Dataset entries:
※

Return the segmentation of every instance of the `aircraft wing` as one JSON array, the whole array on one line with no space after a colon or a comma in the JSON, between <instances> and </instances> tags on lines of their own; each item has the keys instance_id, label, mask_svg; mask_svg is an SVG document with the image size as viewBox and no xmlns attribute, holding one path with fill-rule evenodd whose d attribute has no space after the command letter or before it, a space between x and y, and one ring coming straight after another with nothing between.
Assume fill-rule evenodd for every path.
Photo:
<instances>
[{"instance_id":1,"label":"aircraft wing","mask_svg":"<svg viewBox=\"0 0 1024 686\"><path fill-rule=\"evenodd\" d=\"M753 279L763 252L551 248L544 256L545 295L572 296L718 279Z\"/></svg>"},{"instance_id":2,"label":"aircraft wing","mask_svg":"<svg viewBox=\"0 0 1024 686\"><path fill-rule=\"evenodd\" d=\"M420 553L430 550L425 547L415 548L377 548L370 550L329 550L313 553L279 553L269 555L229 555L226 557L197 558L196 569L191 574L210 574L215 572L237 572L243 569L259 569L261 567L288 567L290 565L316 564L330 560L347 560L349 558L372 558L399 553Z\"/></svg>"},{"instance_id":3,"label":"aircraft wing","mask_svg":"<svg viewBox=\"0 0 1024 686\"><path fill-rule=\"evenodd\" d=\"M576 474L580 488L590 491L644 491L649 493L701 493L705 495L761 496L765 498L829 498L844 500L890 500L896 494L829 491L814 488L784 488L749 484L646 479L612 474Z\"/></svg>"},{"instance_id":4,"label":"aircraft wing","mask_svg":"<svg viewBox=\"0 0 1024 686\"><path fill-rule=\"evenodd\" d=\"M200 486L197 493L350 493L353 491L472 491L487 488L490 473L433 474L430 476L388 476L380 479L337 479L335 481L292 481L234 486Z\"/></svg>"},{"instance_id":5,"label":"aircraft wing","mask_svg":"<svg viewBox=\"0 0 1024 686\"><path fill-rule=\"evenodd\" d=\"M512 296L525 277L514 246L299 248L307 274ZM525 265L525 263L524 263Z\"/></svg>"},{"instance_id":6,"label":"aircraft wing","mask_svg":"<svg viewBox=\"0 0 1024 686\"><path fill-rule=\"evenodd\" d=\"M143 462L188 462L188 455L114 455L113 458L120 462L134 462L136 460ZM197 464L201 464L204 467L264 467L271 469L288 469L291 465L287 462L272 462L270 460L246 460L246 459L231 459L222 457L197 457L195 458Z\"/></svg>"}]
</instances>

※

== Task item ==
Show the lines in the entries above that include the string "every".

== Task result ==
Return the segmentation of every instance of the `aircraft wing` as one JSON array, the whole array on one line with no space after a colon or a comma in the JSON, between <instances> and </instances> tags on lines of their own; each item has the keys instance_id, label, mask_svg; mask_svg is an SVG document with the image size as viewBox and no xmlns attribute, holding one path with fill-rule evenodd whose d attribute has no space after the command letter or before it, a space between x and y, and one ring coming straight after another with nothing between.
Assume fill-rule evenodd for every path.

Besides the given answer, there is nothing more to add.